Exercise description:
Using the data below, print exactly the line with "Target: aircraft nose", the line with "Target: white horse", and every line between them, but none of the pictures.

[Natural-language object grounding data]

====================

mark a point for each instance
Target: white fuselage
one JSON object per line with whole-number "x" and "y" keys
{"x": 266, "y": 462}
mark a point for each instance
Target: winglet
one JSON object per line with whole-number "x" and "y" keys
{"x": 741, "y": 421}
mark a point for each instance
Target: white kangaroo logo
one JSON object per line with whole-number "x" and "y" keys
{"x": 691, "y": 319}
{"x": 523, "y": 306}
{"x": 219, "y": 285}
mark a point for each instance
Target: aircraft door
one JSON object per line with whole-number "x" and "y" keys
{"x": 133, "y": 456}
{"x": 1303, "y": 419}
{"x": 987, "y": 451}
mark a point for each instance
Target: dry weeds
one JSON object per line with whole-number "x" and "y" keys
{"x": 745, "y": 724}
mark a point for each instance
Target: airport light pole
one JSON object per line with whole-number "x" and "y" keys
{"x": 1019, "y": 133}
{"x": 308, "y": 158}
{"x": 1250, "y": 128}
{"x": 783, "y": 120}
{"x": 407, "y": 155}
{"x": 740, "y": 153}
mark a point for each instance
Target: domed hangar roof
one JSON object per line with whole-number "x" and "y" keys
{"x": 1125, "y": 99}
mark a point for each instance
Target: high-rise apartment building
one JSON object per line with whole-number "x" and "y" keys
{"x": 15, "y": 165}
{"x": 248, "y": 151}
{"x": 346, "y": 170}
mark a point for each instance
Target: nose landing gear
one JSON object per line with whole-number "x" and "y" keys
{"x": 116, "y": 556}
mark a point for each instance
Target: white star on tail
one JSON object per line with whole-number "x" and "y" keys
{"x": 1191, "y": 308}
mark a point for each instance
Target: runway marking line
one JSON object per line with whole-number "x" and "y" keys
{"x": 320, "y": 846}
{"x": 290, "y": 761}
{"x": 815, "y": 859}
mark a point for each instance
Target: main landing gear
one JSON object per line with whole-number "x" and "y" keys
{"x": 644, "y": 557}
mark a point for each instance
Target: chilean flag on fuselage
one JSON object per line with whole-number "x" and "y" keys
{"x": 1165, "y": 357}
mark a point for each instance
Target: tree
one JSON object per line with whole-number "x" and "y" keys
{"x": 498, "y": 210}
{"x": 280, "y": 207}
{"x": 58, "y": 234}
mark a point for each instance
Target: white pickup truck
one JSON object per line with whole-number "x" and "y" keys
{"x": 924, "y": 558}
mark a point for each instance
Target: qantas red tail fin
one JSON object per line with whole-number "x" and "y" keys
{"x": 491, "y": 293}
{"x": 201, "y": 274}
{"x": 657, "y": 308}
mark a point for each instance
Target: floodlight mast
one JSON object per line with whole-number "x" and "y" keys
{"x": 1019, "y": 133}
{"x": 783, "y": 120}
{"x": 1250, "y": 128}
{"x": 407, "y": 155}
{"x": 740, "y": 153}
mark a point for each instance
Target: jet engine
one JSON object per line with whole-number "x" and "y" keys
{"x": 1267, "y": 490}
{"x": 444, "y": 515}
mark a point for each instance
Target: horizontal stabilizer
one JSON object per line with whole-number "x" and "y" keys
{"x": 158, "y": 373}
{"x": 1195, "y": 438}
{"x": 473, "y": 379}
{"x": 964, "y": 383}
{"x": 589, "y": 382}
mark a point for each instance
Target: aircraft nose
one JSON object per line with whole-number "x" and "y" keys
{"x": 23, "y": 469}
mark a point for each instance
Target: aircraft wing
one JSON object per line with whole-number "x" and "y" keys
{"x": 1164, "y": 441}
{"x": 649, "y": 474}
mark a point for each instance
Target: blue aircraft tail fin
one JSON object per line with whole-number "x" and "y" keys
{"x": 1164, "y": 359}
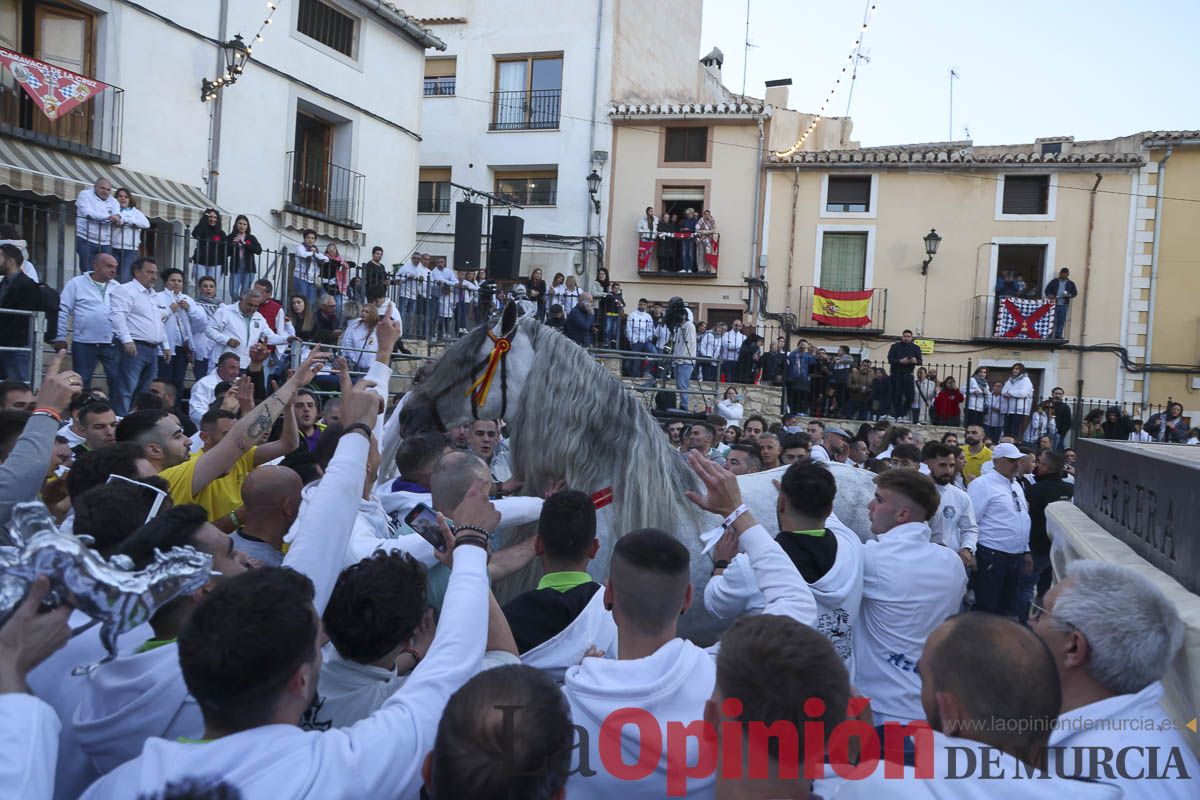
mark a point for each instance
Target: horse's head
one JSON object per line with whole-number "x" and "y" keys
{"x": 479, "y": 378}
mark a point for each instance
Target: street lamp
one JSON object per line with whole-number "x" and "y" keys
{"x": 931, "y": 241}
{"x": 593, "y": 187}
{"x": 235, "y": 55}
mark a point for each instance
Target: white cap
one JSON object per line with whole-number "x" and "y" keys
{"x": 1006, "y": 450}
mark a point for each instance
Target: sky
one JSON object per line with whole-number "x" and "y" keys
{"x": 1092, "y": 70}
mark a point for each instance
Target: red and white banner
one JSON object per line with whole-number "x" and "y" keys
{"x": 55, "y": 90}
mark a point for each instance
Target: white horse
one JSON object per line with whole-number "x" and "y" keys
{"x": 571, "y": 419}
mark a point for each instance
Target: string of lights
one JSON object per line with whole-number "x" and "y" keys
{"x": 238, "y": 53}
{"x": 850, "y": 59}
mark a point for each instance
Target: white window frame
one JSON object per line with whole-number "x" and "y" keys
{"x": 1051, "y": 202}
{"x": 868, "y": 269}
{"x": 849, "y": 215}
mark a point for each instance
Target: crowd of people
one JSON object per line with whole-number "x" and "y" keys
{"x": 335, "y": 651}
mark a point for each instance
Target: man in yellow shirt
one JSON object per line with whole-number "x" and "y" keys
{"x": 976, "y": 453}
{"x": 229, "y": 458}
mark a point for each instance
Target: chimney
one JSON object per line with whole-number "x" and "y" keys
{"x": 777, "y": 92}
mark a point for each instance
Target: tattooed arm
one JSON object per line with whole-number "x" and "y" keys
{"x": 252, "y": 428}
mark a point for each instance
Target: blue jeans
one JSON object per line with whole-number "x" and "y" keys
{"x": 125, "y": 259}
{"x": 16, "y": 366}
{"x": 683, "y": 379}
{"x": 137, "y": 371}
{"x": 87, "y": 251}
{"x": 84, "y": 358}
{"x": 997, "y": 582}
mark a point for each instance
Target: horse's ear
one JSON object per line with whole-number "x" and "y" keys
{"x": 509, "y": 320}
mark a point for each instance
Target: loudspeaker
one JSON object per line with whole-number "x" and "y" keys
{"x": 468, "y": 234}
{"x": 504, "y": 254}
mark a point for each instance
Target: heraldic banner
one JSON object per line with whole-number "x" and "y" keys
{"x": 1025, "y": 319}
{"x": 841, "y": 308}
{"x": 55, "y": 90}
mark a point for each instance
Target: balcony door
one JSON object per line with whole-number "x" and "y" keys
{"x": 311, "y": 163}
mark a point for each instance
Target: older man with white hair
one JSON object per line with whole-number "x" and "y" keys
{"x": 1113, "y": 635}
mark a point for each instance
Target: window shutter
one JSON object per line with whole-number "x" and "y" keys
{"x": 847, "y": 193}
{"x": 1026, "y": 193}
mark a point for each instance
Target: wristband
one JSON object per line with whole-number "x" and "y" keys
{"x": 737, "y": 512}
{"x": 51, "y": 413}
{"x": 359, "y": 426}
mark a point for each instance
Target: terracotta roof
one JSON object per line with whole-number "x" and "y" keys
{"x": 679, "y": 109}
{"x": 941, "y": 155}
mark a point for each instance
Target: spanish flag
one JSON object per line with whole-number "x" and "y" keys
{"x": 841, "y": 308}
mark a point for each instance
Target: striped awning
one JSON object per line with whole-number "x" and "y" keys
{"x": 30, "y": 168}
{"x": 324, "y": 229}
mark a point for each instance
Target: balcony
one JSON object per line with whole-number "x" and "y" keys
{"x": 324, "y": 191}
{"x": 663, "y": 254}
{"x": 834, "y": 313}
{"x": 1018, "y": 320}
{"x": 91, "y": 128}
{"x": 526, "y": 110}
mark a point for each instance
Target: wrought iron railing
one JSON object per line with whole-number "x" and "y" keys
{"x": 91, "y": 128}
{"x": 324, "y": 190}
{"x": 526, "y": 110}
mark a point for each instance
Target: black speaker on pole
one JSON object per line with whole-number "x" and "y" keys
{"x": 504, "y": 254}
{"x": 468, "y": 232}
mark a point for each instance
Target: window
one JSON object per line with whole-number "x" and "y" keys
{"x": 1026, "y": 194}
{"x": 528, "y": 187}
{"x": 844, "y": 262}
{"x": 849, "y": 193}
{"x": 528, "y": 92}
{"x": 439, "y": 77}
{"x": 433, "y": 191}
{"x": 688, "y": 144}
{"x": 324, "y": 23}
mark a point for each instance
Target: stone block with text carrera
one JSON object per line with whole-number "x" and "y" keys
{"x": 1149, "y": 497}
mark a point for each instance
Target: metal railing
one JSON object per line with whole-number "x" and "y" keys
{"x": 1026, "y": 320}
{"x": 439, "y": 86}
{"x": 679, "y": 253}
{"x": 91, "y": 128}
{"x": 324, "y": 190}
{"x": 526, "y": 110}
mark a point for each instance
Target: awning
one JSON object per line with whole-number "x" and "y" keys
{"x": 327, "y": 229}
{"x": 29, "y": 168}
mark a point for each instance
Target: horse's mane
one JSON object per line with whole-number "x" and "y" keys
{"x": 579, "y": 422}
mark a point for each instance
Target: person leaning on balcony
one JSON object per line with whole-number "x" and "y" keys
{"x": 127, "y": 235}
{"x": 17, "y": 292}
{"x": 1061, "y": 289}
{"x": 96, "y": 211}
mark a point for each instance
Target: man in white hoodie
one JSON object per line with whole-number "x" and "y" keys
{"x": 556, "y": 623}
{"x": 990, "y": 696}
{"x": 142, "y": 693}
{"x": 251, "y": 655}
{"x": 1113, "y": 635}
{"x": 910, "y": 587}
{"x": 828, "y": 555}
{"x": 659, "y": 679}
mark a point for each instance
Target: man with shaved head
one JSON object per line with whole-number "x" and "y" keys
{"x": 270, "y": 499}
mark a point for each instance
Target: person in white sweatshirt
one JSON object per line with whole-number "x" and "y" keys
{"x": 142, "y": 693}
{"x": 666, "y": 678}
{"x": 557, "y": 623}
{"x": 29, "y": 728}
{"x": 954, "y": 524}
{"x": 910, "y": 587}
{"x": 990, "y": 696}
{"x": 827, "y": 554}
{"x": 1113, "y": 636}
{"x": 251, "y": 656}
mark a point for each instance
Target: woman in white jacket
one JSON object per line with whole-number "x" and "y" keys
{"x": 359, "y": 341}
{"x": 1017, "y": 396}
{"x": 184, "y": 320}
{"x": 127, "y": 235}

====================

Exercise output:
Target: aircraft nose
one JSON object per line with whole-number "x" and "y" keys
{"x": 23, "y": 469}
mark a point for each instance
Target: aircraft wing
one JSON object per line with whole-number "x" and "y" keys
{"x": 1164, "y": 441}
{"x": 649, "y": 474}
mark a point for each instance
Target: blue aircraft tail fin
one JSON object per line with whole-number "x" and "y" keys
{"x": 1164, "y": 359}
mark a point for each instance
Target: horse's head
one JSON object per line with whole-number "x" and "y" keys
{"x": 479, "y": 378}
mark a point for each instance
Target: street lamp
one JSON object per line with whole-number "x" and "y" keys
{"x": 931, "y": 241}
{"x": 593, "y": 187}
{"x": 235, "y": 55}
mark a point for each instance
Target: white cap
one JSON object per line with whole-number "x" and "y" keys
{"x": 1006, "y": 450}
mark a point for each instance
Target: sky
one JSON object per line with whole-number "x" and "y" keys
{"x": 1092, "y": 70}
mark a point for each instance
Target: red and white banner
one JSON object per line with whole-number "x" and "y" keys
{"x": 55, "y": 90}
mark a point for each instance
Target: white horse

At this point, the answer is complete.